⟨

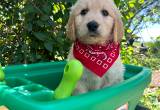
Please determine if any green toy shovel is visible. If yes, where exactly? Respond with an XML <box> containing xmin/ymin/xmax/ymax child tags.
<box><xmin>54</xmin><ymin>60</ymin><xmax>83</xmax><ymax>99</ymax></box>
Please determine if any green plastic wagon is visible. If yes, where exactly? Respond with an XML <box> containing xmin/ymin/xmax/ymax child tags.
<box><xmin>0</xmin><ymin>61</ymin><xmax>151</xmax><ymax>110</ymax></box>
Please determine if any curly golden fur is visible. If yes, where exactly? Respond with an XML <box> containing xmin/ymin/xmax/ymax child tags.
<box><xmin>67</xmin><ymin>0</ymin><xmax>124</xmax><ymax>94</ymax></box>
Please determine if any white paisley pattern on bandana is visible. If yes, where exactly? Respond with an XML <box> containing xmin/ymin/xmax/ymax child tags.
<box><xmin>73</xmin><ymin>40</ymin><xmax>120</xmax><ymax>77</ymax></box>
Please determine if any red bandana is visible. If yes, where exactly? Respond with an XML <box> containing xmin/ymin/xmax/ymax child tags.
<box><xmin>73</xmin><ymin>41</ymin><xmax>120</xmax><ymax>77</ymax></box>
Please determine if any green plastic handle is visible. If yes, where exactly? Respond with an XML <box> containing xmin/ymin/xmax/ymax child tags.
<box><xmin>0</xmin><ymin>64</ymin><xmax>5</xmax><ymax>81</ymax></box>
<box><xmin>54</xmin><ymin>60</ymin><xmax>83</xmax><ymax>99</ymax></box>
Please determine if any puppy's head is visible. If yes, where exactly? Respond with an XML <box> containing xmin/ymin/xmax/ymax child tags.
<box><xmin>67</xmin><ymin>0</ymin><xmax>123</xmax><ymax>44</ymax></box>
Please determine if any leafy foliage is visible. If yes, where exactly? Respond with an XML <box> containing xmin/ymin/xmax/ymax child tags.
<box><xmin>0</xmin><ymin>0</ymin><xmax>157</xmax><ymax>65</ymax></box>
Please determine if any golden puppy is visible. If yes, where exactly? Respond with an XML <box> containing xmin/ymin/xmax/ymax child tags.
<box><xmin>67</xmin><ymin>0</ymin><xmax>125</xmax><ymax>94</ymax></box>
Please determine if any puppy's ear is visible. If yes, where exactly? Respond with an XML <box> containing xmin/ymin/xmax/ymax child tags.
<box><xmin>113</xmin><ymin>16</ymin><xmax>124</xmax><ymax>43</ymax></box>
<box><xmin>66</xmin><ymin>8</ymin><xmax>76</xmax><ymax>41</ymax></box>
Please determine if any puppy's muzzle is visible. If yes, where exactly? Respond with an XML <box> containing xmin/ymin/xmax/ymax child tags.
<box><xmin>87</xmin><ymin>21</ymin><xmax>99</xmax><ymax>33</ymax></box>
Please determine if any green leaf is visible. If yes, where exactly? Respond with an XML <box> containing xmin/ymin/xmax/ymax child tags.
<box><xmin>114</xmin><ymin>0</ymin><xmax>120</xmax><ymax>7</ymax></box>
<box><xmin>138</xmin><ymin>0</ymin><xmax>144</xmax><ymax>4</ymax></box>
<box><xmin>25</xmin><ymin>23</ymin><xmax>32</xmax><ymax>32</ymax></box>
<box><xmin>33</xmin><ymin>32</ymin><xmax>49</xmax><ymax>41</ymax></box>
<box><xmin>41</xmin><ymin>15</ymin><xmax>49</xmax><ymax>21</ymax></box>
<box><xmin>23</xmin><ymin>4</ymin><xmax>37</xmax><ymax>13</ymax></box>
<box><xmin>44</xmin><ymin>41</ymin><xmax>53</xmax><ymax>52</ymax></box>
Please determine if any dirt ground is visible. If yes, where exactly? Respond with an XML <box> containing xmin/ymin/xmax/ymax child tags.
<box><xmin>151</xmin><ymin>70</ymin><xmax>160</xmax><ymax>87</ymax></box>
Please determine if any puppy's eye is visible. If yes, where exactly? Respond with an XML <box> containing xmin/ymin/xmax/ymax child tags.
<box><xmin>81</xmin><ymin>8</ymin><xmax>89</xmax><ymax>16</ymax></box>
<box><xmin>102</xmin><ymin>10</ymin><xmax>109</xmax><ymax>16</ymax></box>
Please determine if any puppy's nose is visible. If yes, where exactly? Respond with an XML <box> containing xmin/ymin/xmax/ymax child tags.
<box><xmin>87</xmin><ymin>21</ymin><xmax>99</xmax><ymax>32</ymax></box>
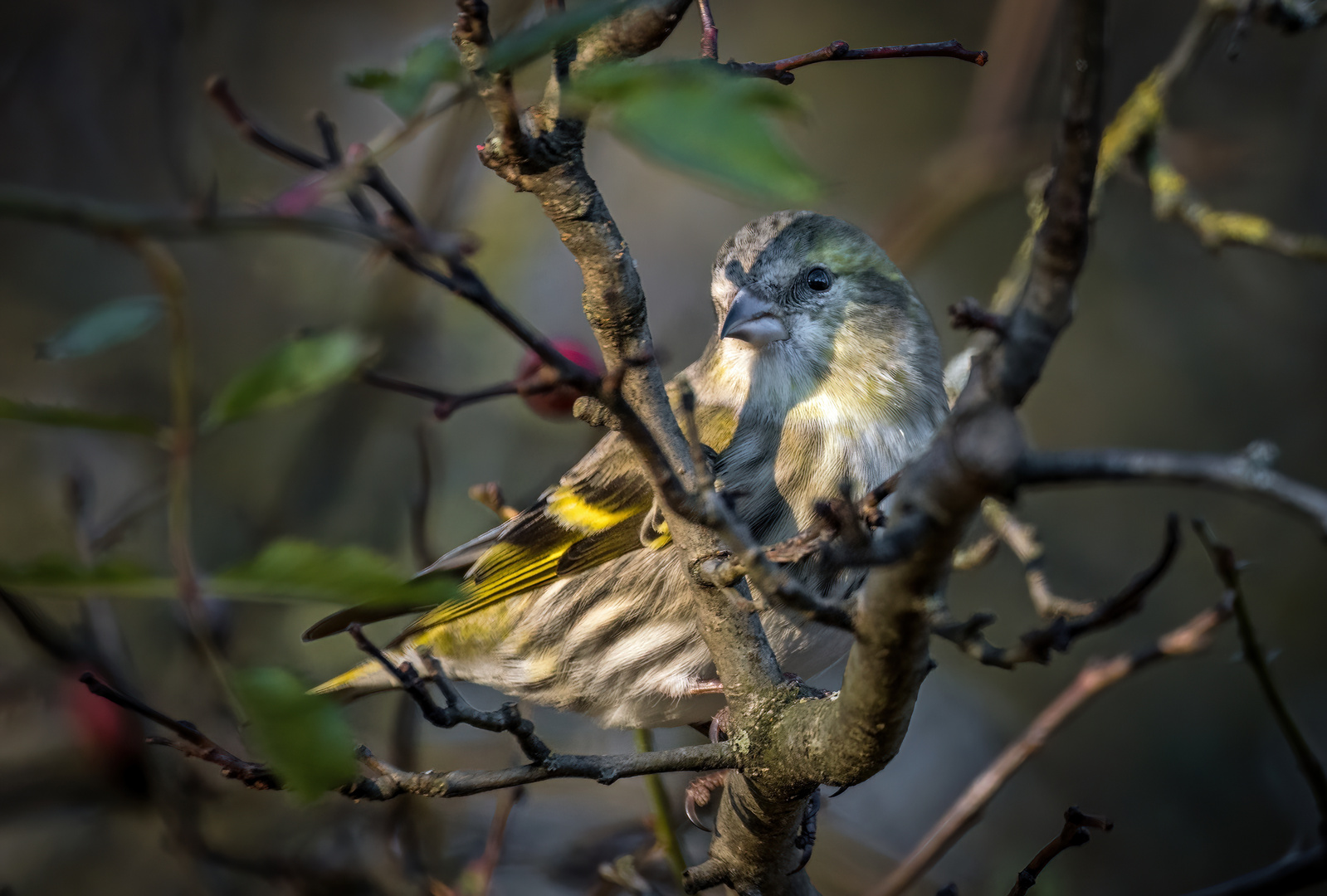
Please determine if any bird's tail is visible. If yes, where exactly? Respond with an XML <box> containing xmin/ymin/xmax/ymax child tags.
<box><xmin>310</xmin><ymin>648</ymin><xmax>427</xmax><ymax>701</ymax></box>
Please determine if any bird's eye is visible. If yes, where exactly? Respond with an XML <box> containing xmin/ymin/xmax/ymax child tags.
<box><xmin>807</xmin><ymin>268</ymin><xmax>829</xmax><ymax>292</ymax></box>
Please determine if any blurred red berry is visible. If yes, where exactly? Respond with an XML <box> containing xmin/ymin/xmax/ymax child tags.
<box><xmin>516</xmin><ymin>338</ymin><xmax>600</xmax><ymax>420</ymax></box>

⟩

[EXERCISE INSTRUCTIONS]: Collect every line of the records that contains the word "golden", and copy each one out in full.

[ANSWER BELOW]:
Please determine if any curly golden fur is visible. If yes, where exactly? Respond with an XML <box> containing xmin/ymin/xmax/ymax child tags.
Please determine if any golden puppy is visible. If yes, where exactly? Respond with an XML <box> containing xmin/ymin/xmax/ymax child tags.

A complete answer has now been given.